> [Assignment] Could you set down exactly the lines that start at the one containing "wrist in the" and end at the final line of the material below?
---------- Given information ----------
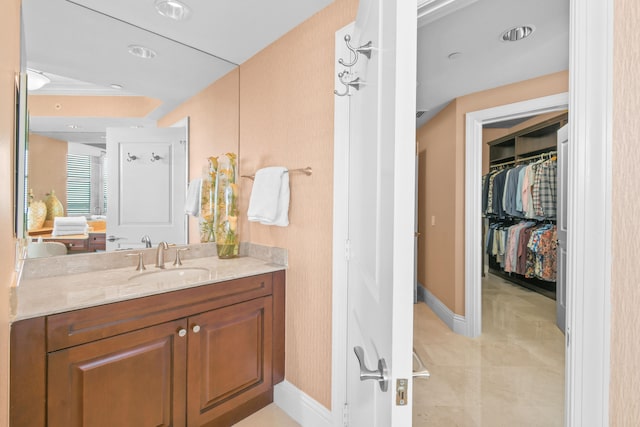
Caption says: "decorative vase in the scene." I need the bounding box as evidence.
[45,189,64,220]
[200,156,218,243]
[27,189,47,231]
[214,153,239,258]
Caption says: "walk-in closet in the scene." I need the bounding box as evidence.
[483,112,567,302]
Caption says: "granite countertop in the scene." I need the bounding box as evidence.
[12,243,286,322]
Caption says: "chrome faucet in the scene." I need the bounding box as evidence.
[155,241,169,269]
[141,234,152,248]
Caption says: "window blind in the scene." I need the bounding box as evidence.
[66,153,92,215]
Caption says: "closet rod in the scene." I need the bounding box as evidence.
[490,150,557,169]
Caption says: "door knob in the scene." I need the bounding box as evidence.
[192,325,200,333]
[177,328,187,337]
[354,346,389,391]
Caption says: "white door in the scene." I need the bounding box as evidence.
[106,127,187,251]
[556,124,568,332]
[345,0,416,425]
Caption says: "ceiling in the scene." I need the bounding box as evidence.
[23,0,569,143]
[416,0,569,126]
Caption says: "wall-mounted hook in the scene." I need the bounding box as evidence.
[150,152,162,162]
[334,70,361,97]
[127,153,137,162]
[338,34,373,67]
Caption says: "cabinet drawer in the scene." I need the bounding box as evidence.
[47,273,273,352]
[88,233,105,251]
[51,238,89,252]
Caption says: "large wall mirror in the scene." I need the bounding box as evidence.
[19,0,240,255]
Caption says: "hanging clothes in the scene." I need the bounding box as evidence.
[486,221,557,282]
[483,157,557,220]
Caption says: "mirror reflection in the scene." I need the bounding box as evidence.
[21,0,241,255]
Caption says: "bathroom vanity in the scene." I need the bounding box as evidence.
[10,250,285,427]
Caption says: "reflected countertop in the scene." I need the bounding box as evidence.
[12,248,286,322]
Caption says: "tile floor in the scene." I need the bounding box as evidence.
[233,404,300,426]
[413,273,565,426]
[235,273,565,426]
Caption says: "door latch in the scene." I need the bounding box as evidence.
[353,346,388,391]
[396,379,408,406]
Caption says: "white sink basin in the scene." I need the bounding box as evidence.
[128,267,211,284]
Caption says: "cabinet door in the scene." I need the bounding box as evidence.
[48,319,188,427]
[187,297,273,426]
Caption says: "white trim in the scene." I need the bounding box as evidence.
[421,286,467,335]
[169,116,190,244]
[331,22,353,427]
[274,381,332,427]
[464,92,569,339]
[566,0,612,424]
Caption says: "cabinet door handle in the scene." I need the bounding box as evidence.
[177,328,187,337]
[192,325,201,333]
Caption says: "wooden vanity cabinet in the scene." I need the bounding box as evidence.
[48,319,188,427]
[10,271,285,427]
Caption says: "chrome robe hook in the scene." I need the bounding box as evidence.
[334,70,361,97]
[338,34,373,67]
[126,153,137,162]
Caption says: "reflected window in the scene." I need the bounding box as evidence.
[66,144,107,216]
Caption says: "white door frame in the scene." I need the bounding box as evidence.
[334,0,611,425]
[464,92,568,337]
[331,22,353,427]
[464,0,612,425]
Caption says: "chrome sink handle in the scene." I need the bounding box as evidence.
[174,247,190,266]
[126,252,146,271]
[354,346,388,391]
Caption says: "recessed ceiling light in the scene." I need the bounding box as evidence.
[500,25,535,42]
[67,124,81,129]
[110,84,123,89]
[128,44,157,59]
[155,0,190,21]
[26,68,51,91]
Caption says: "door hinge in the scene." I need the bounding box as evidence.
[342,402,349,427]
[345,239,351,261]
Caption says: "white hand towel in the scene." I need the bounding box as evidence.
[53,216,88,227]
[184,178,202,216]
[52,216,88,236]
[248,167,290,227]
[52,226,88,236]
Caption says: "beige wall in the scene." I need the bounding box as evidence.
[0,0,21,424]
[417,71,568,315]
[159,69,240,244]
[610,0,640,423]
[28,134,68,208]
[237,0,357,408]
[28,94,161,117]
[416,101,458,310]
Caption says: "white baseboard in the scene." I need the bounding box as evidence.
[420,284,471,337]
[274,380,332,427]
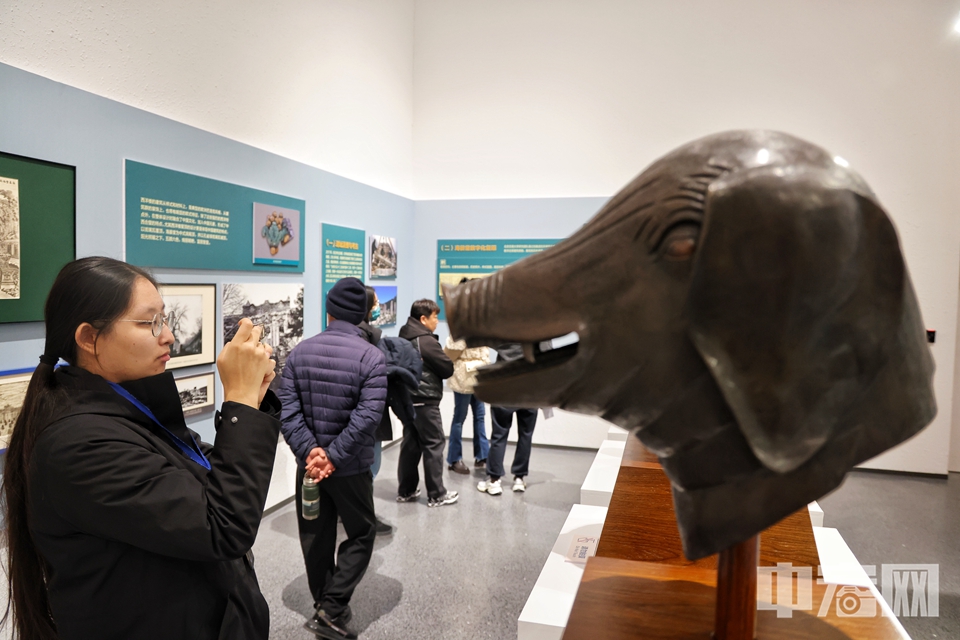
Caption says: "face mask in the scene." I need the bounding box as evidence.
[371,306,381,321]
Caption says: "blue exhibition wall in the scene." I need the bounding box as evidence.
[0,63,415,442]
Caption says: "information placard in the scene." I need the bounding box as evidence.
[322,223,365,329]
[436,239,560,320]
[125,161,305,273]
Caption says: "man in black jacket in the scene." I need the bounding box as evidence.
[396,299,459,507]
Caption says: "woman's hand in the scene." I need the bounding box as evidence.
[217,319,276,409]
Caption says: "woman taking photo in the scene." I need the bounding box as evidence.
[3,257,280,640]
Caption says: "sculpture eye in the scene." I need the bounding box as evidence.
[660,222,699,260]
[666,237,696,259]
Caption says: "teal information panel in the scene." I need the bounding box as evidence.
[125,160,305,272]
[436,239,560,320]
[322,223,365,329]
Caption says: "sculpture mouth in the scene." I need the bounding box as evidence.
[472,331,581,383]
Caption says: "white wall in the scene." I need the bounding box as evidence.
[0,0,416,197]
[412,1,960,473]
[3,1,959,472]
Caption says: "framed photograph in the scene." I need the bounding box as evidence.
[372,285,397,327]
[370,235,397,278]
[0,367,34,451]
[0,151,76,323]
[253,202,301,266]
[222,283,303,378]
[175,372,215,417]
[159,284,217,370]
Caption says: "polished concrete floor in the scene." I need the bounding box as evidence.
[819,469,960,639]
[0,442,952,639]
[252,441,596,640]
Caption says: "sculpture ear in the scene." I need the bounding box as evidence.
[686,166,905,474]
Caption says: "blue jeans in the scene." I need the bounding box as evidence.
[446,392,489,464]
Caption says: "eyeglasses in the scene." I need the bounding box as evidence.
[117,312,169,337]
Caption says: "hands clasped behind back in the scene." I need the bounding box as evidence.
[218,318,276,409]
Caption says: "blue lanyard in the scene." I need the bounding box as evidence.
[108,382,212,470]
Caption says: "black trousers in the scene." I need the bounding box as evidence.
[487,407,538,480]
[397,403,447,499]
[296,466,376,618]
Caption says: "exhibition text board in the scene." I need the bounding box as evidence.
[124,160,305,272]
[322,223,365,330]
[436,239,560,320]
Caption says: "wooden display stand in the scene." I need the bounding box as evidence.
[562,556,903,639]
[564,438,905,639]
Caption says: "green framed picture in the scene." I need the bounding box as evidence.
[0,151,76,323]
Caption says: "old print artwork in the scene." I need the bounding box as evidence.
[159,284,216,370]
[175,372,215,416]
[223,282,304,380]
[0,370,31,449]
[254,202,301,266]
[370,235,397,278]
[0,176,20,300]
[372,286,398,327]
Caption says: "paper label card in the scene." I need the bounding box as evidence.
[566,536,599,564]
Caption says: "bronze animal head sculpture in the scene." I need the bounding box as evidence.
[444,130,936,559]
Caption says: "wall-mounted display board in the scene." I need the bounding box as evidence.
[371,286,397,328]
[124,160,305,273]
[370,235,397,278]
[222,282,304,382]
[158,284,217,370]
[0,367,34,452]
[175,372,216,417]
[321,223,365,330]
[0,152,76,323]
[435,239,560,320]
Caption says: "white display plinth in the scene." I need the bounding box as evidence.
[518,504,609,640]
[812,527,911,638]
[807,500,824,527]
[580,439,626,507]
[606,425,628,441]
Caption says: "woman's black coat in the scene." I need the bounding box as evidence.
[27,367,280,640]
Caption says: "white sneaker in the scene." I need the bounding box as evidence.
[477,478,503,495]
[513,476,527,492]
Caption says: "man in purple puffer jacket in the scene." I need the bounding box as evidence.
[278,277,386,640]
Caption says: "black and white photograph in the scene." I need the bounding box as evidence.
[369,235,397,278]
[0,175,20,300]
[174,372,215,416]
[0,369,31,449]
[159,284,216,370]
[222,282,304,377]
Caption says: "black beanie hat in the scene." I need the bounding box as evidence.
[326,277,367,325]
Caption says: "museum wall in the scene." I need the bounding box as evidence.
[3,1,960,473]
[0,62,417,451]
[0,0,417,197]
[411,0,960,473]
[413,197,615,449]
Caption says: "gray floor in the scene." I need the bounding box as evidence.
[252,443,960,640]
[252,442,596,640]
[820,470,960,639]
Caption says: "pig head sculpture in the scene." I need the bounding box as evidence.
[444,130,936,560]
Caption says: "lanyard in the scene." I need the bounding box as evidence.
[108,382,212,471]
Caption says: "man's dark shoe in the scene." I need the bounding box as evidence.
[448,460,470,474]
[305,608,357,639]
[474,458,487,468]
[396,489,421,503]
[375,516,395,536]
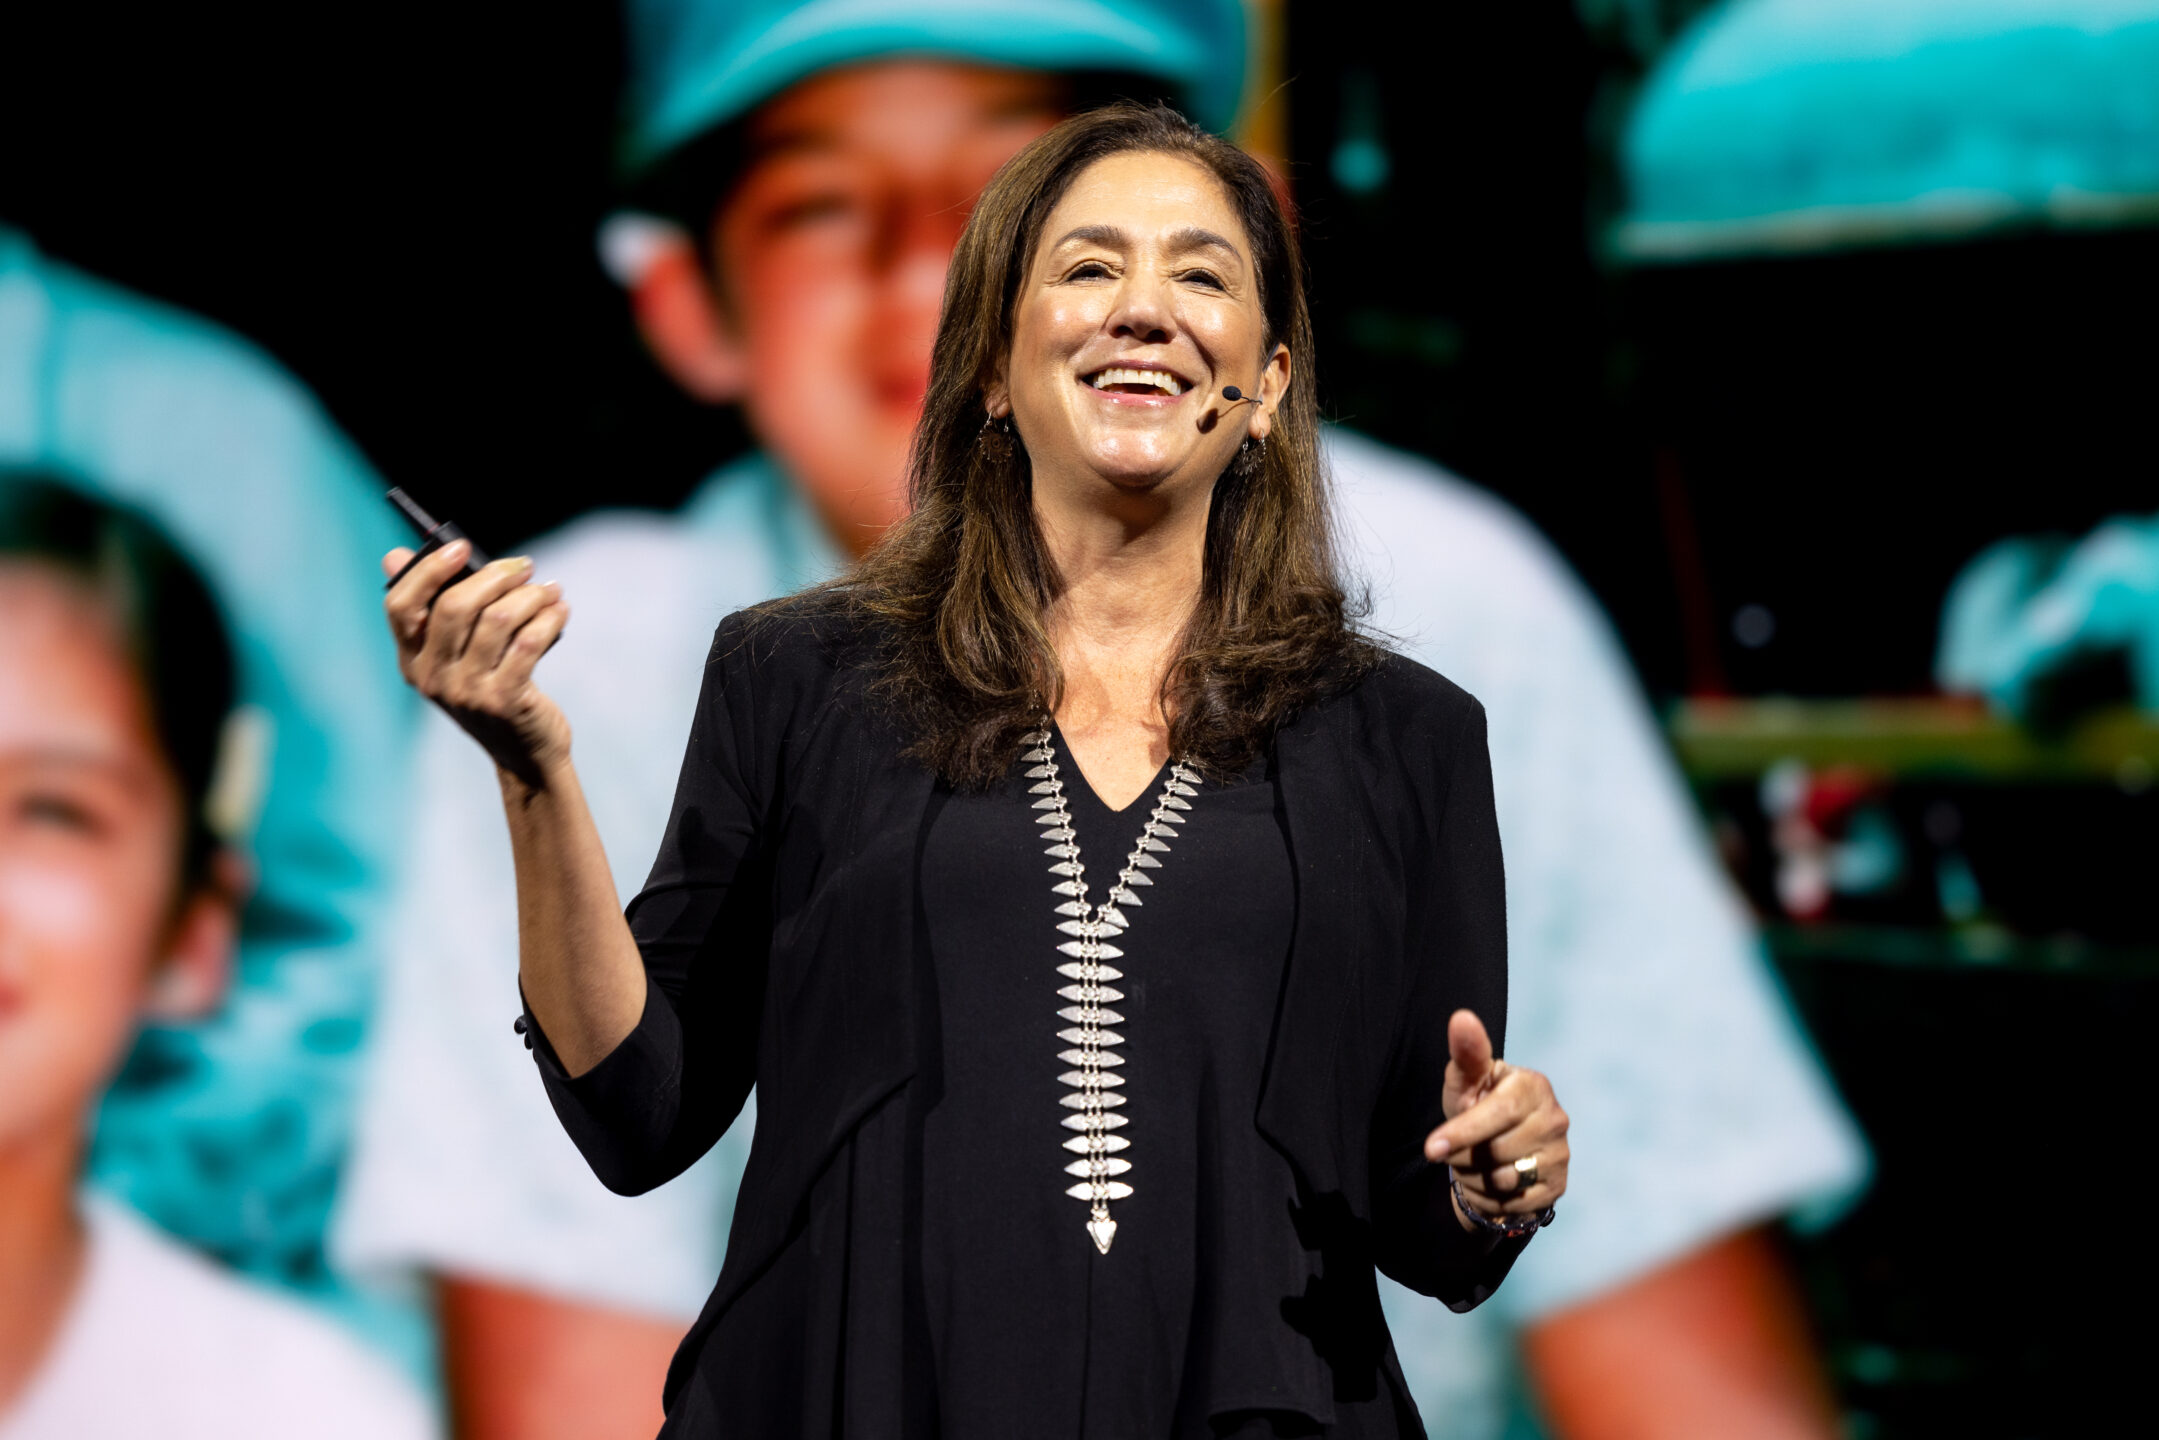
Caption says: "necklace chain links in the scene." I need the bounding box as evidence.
[1022,722,1199,1255]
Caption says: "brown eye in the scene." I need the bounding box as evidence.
[1068,261,1113,280]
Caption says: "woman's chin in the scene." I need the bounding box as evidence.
[1065,466,1185,507]
[1068,442,1219,496]
[1092,461,1171,489]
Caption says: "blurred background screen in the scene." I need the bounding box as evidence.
[3,2,2153,1438]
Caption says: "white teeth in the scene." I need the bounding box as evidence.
[1087,366,1184,395]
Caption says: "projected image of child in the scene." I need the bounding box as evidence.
[0,478,430,1440]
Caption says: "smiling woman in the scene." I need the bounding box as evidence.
[382,102,1571,1438]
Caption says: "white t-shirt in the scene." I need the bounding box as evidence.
[334,436,1866,1437]
[2,1199,434,1440]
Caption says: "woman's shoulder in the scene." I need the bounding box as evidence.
[1269,645,1488,810]
[1326,641,1488,739]
[700,593,909,754]
[1283,650,1492,825]
[710,590,879,679]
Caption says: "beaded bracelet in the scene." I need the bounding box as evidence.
[1449,1162,1555,1240]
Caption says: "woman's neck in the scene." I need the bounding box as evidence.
[0,1126,89,1415]
[1034,484,1206,813]
[1038,485,1206,716]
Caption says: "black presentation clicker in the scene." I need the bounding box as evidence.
[384,486,490,591]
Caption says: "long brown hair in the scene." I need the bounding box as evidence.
[829,103,1374,785]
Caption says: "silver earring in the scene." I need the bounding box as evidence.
[1233,432,1267,480]
[979,410,1017,461]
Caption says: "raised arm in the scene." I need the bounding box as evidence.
[381,541,644,1078]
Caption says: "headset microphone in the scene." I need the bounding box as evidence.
[1221,385,1258,406]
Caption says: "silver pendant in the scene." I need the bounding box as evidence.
[1028,720,1198,1256]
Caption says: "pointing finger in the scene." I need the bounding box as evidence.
[1447,1009,1493,1089]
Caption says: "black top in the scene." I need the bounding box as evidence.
[520,606,1529,1439]
[919,731,1371,1437]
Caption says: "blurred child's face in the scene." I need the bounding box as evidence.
[712,62,1066,552]
[0,564,215,1155]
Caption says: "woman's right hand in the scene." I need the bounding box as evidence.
[383,540,572,788]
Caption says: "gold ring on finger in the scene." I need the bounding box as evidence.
[1513,1154,1540,1190]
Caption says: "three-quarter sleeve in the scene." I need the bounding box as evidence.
[525,613,773,1196]
[1370,695,1535,1308]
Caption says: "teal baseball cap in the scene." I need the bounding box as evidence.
[621,0,1249,174]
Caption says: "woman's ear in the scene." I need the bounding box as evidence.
[1250,342,1294,442]
[626,232,751,405]
[142,848,249,1024]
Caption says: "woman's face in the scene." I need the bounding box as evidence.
[1002,150,1290,509]
[0,564,229,1158]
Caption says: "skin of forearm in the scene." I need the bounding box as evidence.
[498,759,648,1078]
[1520,1228,1839,1440]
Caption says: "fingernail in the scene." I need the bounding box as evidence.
[1427,1138,1451,1161]
[507,555,534,573]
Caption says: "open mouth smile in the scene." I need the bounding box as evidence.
[1083,365,1189,397]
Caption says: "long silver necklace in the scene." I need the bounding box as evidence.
[1022,722,1199,1255]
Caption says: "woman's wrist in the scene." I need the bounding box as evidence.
[1447,1162,1554,1240]
[495,747,576,807]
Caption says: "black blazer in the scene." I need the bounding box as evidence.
[524,604,1527,1434]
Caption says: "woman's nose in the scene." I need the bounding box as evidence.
[1105,276,1174,344]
----------
> [Exercise response]
Caption says: "woman's wrist in the scene." I need the bounding box as evidence.
[1447,1162,1554,1240]
[495,747,576,807]
Caption says: "black blazer in the scene." I need the bounding box as evidence.
[524,604,1527,1434]
Caption says: "woman's nose in the scene." I need the bounding box as evidence.
[1105,276,1174,344]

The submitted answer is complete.